PAGE »

·····

A home. The concept is unclear. It renders the German term Heimstätte which, according to Herzl’s diaries and other reports, has been used in order not to antagonize the Turkish authorities. It must be understood in light of Herzl’s book, Der Judenstaat, which appeared a year before the first Congress. The book represents the basis of political Zionism and in it Herzl proposes he establishment of a state for the Jews as a ‘modern solution of the Jewish question’. In other words, what was meant was, for a later stage, a real state. For the time being, due to political caution and prudence, the concept of home was coined (it was unknown previously). It will reappear, 20 years later, in the Balfour Declaration. It announces one of the major themes of Zionism: the search for normality through statehood. Hence the significance of all statehood symbols in the newly established State of Israel (flag, seal, anthem, etc.).
Secured by public law. This is a continuation of the previous theme. The German concept was that of ‘öffentlich-rechtlich’. It should be recalled that Herzl had obtained a law degree (from the University of Vienna). He actually signed the Judensstaat as Theodor Herzl, Doctor of Law. The distinction between public law and private law is one of the basics of all European legal systems. This concept was used instead of the proposed concept of (public) international law which might have antagonized the Sultan.
‘Palestine’. This is the translation of the Hebrew concept ‘Eretz Israel’. In spite of the discussions about other geographical locations: for instance, at the sixth Congress of 1903 the Uganda proposal was considered. It was presented by Herzl himself, who thought that since the Palestine plan was uncertain it was urgent to find an ‘asylum for the night’ since he foresaw great dangers for the Jews in Europe. But for the East European Jews it was always clear that ‘the’ place where Zionism could realize itself was only and exclusively in Zion. They rejected the Uganda proposal even if would be able to save them.

·····

WHAT YOU NEED TO DO »
A: In the commentary on Zionist terms, which German term does "home" render?
B: State whether each statement agrees with the commentary on Zionist terms, and quote the deciding words for each: (i) The Uganda proposal was considered at the sixth Congress in 1903. (ii) Der Judenstaat appeared after the first Congress. (iii) The concept of home existed before it was coined for political caution.
C: Pick up the commentary on Zionist terms where it stops and write what follows.

·····

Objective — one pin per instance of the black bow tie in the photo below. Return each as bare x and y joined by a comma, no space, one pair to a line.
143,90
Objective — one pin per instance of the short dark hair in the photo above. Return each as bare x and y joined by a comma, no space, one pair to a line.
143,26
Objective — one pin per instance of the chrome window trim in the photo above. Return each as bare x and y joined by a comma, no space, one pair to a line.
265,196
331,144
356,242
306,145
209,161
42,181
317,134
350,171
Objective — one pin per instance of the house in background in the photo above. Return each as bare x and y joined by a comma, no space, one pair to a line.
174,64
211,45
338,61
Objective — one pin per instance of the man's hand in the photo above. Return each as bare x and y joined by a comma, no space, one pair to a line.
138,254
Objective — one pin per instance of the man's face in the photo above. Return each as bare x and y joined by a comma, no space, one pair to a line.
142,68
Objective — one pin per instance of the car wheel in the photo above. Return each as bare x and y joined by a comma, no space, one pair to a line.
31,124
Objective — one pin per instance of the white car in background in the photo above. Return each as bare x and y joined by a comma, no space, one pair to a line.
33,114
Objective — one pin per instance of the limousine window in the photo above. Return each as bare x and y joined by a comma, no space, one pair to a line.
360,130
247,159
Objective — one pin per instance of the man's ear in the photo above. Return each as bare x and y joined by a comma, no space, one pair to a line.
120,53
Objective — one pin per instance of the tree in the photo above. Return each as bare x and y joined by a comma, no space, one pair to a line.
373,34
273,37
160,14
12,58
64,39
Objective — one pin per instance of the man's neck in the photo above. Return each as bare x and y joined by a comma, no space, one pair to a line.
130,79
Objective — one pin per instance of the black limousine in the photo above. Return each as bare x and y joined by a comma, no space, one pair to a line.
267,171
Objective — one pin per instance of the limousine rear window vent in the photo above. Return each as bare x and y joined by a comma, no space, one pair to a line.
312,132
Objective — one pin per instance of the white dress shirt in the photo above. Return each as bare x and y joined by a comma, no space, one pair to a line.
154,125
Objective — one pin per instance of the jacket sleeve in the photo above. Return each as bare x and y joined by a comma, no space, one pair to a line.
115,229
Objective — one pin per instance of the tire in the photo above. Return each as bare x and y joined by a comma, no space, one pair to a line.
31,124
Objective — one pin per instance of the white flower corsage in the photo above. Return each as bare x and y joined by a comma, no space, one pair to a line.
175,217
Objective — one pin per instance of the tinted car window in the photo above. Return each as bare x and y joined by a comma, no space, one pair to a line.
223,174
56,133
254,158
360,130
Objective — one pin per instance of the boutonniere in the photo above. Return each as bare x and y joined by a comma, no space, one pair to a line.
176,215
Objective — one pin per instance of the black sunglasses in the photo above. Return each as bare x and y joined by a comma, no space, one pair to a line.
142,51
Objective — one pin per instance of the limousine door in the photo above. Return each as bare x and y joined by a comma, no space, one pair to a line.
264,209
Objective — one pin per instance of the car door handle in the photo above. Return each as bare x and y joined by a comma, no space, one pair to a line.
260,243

·····

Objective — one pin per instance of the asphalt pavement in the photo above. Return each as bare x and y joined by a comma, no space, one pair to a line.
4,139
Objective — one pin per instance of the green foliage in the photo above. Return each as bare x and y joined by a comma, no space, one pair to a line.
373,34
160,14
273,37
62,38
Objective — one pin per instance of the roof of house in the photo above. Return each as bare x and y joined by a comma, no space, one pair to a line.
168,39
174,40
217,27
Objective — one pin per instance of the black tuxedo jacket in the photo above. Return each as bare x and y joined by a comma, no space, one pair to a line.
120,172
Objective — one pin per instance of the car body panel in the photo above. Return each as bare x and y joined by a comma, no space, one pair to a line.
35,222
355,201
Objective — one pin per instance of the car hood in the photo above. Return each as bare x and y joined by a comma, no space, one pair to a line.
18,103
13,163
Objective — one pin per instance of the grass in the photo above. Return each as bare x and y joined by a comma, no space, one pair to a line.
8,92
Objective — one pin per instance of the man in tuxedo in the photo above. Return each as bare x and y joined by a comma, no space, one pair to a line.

·····

RESULTS OF THE EXERCISE »
A: Heimstätte

B:
(i) Yes: "at the sixth Congress of 1903 the Uganda proposal was considered"
(ii) No: "which appeared a year before the first Congress"
(iii) No: "(it was unknown previously)"

C:
To sum up, Zionism from its inception was clearly established on the following very simple premises: the affirmation of the existence of a Jewish people; and the necessity of a protected political framework in Palestine, i.e. the necessity of a state for the Jewish people. No moral or political justification was given in the Basle Declaration itself, though one may infer at least one internal justification, linked to what used to be defined as the ‘Jewish question’. The Basle programme tells us that Zionism is a way of solving the Jewish question, as stressed by Herzl in his Judenstaat published 18 months earlier: ‘An attempt to a modern solution to the Jewish question’. For Herzl the aim of Zionism was mainly to propose a solution to the Jewish question at a time when a catastrophe was, in his view, imminent. This was the ultimate legitimacy for the entire project: no question was raised regarding the legitimacy of the Zionist project vis-à-vis the existing population in Palestine. Later, it was argued that Herzl did not know that there were Arabs in Palestine: in fact, Herzl paid no attention to the fact that Palestine was not ‘A land without a people, for a people without a land’. Herzl saw the Arabs when he came to the Holy Land, in 1898, after he published his book. Thus the sentence means that even if he knew that there were Arabs in Palestine, he did not consider it an important fact. Note also that one of the Arab leaders of Palestine (Ziah-El-Khaldi) did actually write to Herzl (through a letter sent to Zadoc Kahn, the French chief rabbi) in 1899 in order to advise the Jews not to imagine any independent state: they will be welcome only as ‘loyal subjects of the Sultan’. Herzl answered in a very superficial tone, though he seemed to imply that if the Palestinian project should prove unfeasible, another site could be chosen. History has proven that Herzl was wrong on that issue.
Having recalled, even briefly, the ‘basics’ of Zionism, I would like to move on to examine some issues pertaining to the construction of its legitimacy. I distinguish between internal legitimacy and external legitimacy. By internal legitimacy, I address the internal debates among the Jewish people around the Zionist ideology. By external legitimacy I refer to the way Zionism had to struggle in order to gain international acceptance.
Zionism and Its Search for Internal Legitimacy
In this section I examine the way Zionism established itself among the Jewish people, even before trying to conquer international recognition. Thus I think that I must first look at Zionism in its relationship to its acceptance by the Jews.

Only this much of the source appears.